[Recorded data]

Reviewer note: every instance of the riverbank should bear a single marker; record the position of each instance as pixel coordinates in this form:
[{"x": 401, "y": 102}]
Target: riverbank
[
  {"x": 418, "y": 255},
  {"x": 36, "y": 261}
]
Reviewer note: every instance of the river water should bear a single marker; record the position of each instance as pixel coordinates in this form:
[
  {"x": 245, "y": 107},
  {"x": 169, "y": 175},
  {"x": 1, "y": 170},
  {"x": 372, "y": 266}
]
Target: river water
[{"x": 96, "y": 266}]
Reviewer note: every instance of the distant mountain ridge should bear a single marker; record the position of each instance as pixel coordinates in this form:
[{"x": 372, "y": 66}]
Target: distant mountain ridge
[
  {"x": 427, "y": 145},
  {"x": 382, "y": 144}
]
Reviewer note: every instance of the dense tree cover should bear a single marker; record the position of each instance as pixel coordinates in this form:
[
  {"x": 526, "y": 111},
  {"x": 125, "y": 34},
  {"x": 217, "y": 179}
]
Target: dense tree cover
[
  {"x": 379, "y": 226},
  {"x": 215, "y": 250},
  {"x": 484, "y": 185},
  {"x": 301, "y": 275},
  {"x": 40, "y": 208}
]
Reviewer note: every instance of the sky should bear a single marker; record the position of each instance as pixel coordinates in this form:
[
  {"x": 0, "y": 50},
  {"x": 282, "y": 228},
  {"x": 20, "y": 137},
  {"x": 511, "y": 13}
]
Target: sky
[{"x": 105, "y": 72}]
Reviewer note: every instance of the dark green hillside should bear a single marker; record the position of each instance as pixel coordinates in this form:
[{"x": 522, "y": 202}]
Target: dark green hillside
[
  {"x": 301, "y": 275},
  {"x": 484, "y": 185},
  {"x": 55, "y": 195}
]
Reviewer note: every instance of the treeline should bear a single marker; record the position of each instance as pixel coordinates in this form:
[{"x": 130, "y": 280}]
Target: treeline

#### [Exercise goal]
Your task is to return each line of the data above that contains the string "note".

#### [Exercise result]
Reviewer note: every instance of the riverbank should bear a single marker; record the position of each instance as pixel coordinates in this form:
Reviewer note: every instance of the river water should bear a single marker; record the position of each instance as pixel coordinates in this form:
Reviewer note: every instance of the distant mountain ridge should bear a single marker; record the position of each instance as pixel coordinates in this form:
Reviewer note: every instance of the dense tree cover should bear a single marker; record the position of each instance as pixel coordinates in this form:
Reviewer note: every instance of the sky should bear a single marker; record the position of each instance as pixel coordinates in this form:
Reviewer note: every instance of the dark green hillside should bear a single marker; record the position of each instance as pixel coordinates in this form:
Reviewer note: every instance of the treeline should bear a single marker; record the position of each instance as pixel coordinates in this form:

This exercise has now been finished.